### THE EXERCISE
Only the lines from the one containing "Would you mind annotating the arm" to the end of the entries should be written out, each exactly as it stands, both ends included.

### DATASET EXTRACT
═══
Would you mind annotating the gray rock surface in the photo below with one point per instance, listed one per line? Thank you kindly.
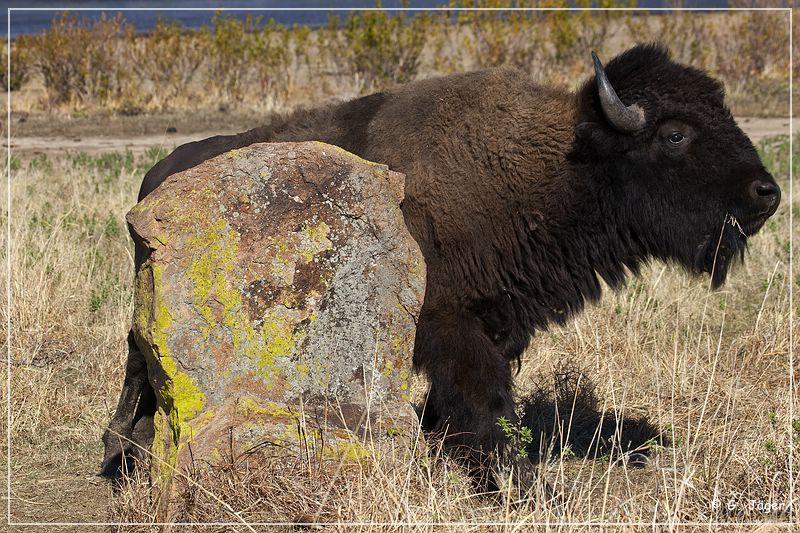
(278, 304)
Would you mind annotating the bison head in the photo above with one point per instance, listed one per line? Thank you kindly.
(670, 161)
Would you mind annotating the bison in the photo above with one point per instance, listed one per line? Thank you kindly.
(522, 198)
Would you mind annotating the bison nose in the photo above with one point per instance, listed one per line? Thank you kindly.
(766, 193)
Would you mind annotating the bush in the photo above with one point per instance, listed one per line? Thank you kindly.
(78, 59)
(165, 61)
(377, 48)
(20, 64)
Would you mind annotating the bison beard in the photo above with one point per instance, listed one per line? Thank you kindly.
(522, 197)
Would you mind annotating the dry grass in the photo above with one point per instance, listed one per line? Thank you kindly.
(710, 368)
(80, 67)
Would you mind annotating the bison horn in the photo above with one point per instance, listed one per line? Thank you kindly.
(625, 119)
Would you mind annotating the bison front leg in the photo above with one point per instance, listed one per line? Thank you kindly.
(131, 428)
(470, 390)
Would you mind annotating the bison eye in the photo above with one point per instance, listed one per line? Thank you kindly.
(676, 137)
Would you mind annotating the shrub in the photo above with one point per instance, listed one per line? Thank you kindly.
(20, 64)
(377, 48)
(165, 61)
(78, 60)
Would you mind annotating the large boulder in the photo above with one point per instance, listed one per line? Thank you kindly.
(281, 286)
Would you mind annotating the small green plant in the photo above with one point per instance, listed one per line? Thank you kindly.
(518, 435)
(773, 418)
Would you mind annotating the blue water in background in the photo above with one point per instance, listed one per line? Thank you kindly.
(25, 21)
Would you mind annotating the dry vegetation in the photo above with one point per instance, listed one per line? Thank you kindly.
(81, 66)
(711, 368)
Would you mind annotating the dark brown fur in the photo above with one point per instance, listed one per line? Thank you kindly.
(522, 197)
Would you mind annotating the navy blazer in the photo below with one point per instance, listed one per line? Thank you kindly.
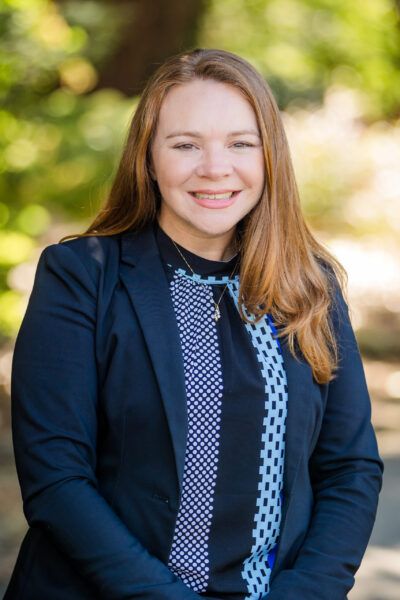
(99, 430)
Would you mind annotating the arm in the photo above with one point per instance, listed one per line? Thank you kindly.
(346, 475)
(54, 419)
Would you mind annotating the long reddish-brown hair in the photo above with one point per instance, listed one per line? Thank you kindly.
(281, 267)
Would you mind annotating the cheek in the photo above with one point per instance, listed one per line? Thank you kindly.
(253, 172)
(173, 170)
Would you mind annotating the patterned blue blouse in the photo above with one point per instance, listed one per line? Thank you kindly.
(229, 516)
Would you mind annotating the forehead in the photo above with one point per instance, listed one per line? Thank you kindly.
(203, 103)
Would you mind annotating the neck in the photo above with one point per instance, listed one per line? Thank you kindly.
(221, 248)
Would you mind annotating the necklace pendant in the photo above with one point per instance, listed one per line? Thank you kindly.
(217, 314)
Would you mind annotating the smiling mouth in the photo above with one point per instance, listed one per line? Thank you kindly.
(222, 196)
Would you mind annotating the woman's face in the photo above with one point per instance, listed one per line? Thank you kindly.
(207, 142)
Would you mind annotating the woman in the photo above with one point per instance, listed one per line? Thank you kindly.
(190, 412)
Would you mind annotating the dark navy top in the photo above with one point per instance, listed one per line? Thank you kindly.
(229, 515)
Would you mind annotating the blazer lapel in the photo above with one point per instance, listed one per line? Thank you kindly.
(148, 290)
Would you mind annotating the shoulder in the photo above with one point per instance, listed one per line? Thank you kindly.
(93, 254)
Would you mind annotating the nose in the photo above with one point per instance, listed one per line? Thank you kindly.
═══
### FINISHED ANSWER
Would you mind annotating the arm in the photo above with one point per instance, listed one per line? Thank you kindly.
(346, 475)
(54, 419)
Would you mind annotating the long reddish-brown hair in the photo above with one point per instance, listed one per line? Thank you kindly.
(281, 267)
Would you mind annotating the cheek in the photo above with one point per instance, listed one per line? Thank you kindly.
(253, 172)
(173, 170)
Would you mind annotating the patterned blue blouse in the photo above with one point per instance, listed one per line? Thank you kindly.
(229, 516)
Would you mind annotating the forehead in the photo above with one point per instance, listed one per line? Thank you kindly.
(203, 103)
Would you mind annotating the neck in the photo above with one point per instance, listed one per line? Thank you kindly.
(221, 248)
Would you mind annotating the necklace pendant in the photo above with one point per instance, listed one per line? Thank you kindly.
(217, 314)
Would you mind annotating the smiling mouth in the photo above with one point per instance, listed one per line? Thank you kindly.
(222, 196)
Would you mind annotating the woman's face in the photo above with one point per instance, listed one per line? Thank you kindly.
(207, 142)
Would you mind annotating the woman in the photo above with one point per instance, listed one per line? Thank you kindly.
(190, 412)
Would you mind annotating the dark navy top in the photo above with one point per instance, listed one per line? Thank you kindly.
(229, 515)
Would you mind annotating the blazer lapel in the photo above with one point per instance, listed one per line? Thank you kindly.
(148, 290)
Would you mind annotating the shoulder in the photo above with one point per instance, listed one per line? Thank you kindly.
(93, 254)
Would you mind annotating the nose in the photo above with one point per instance, listed one per line? Thank you kindly.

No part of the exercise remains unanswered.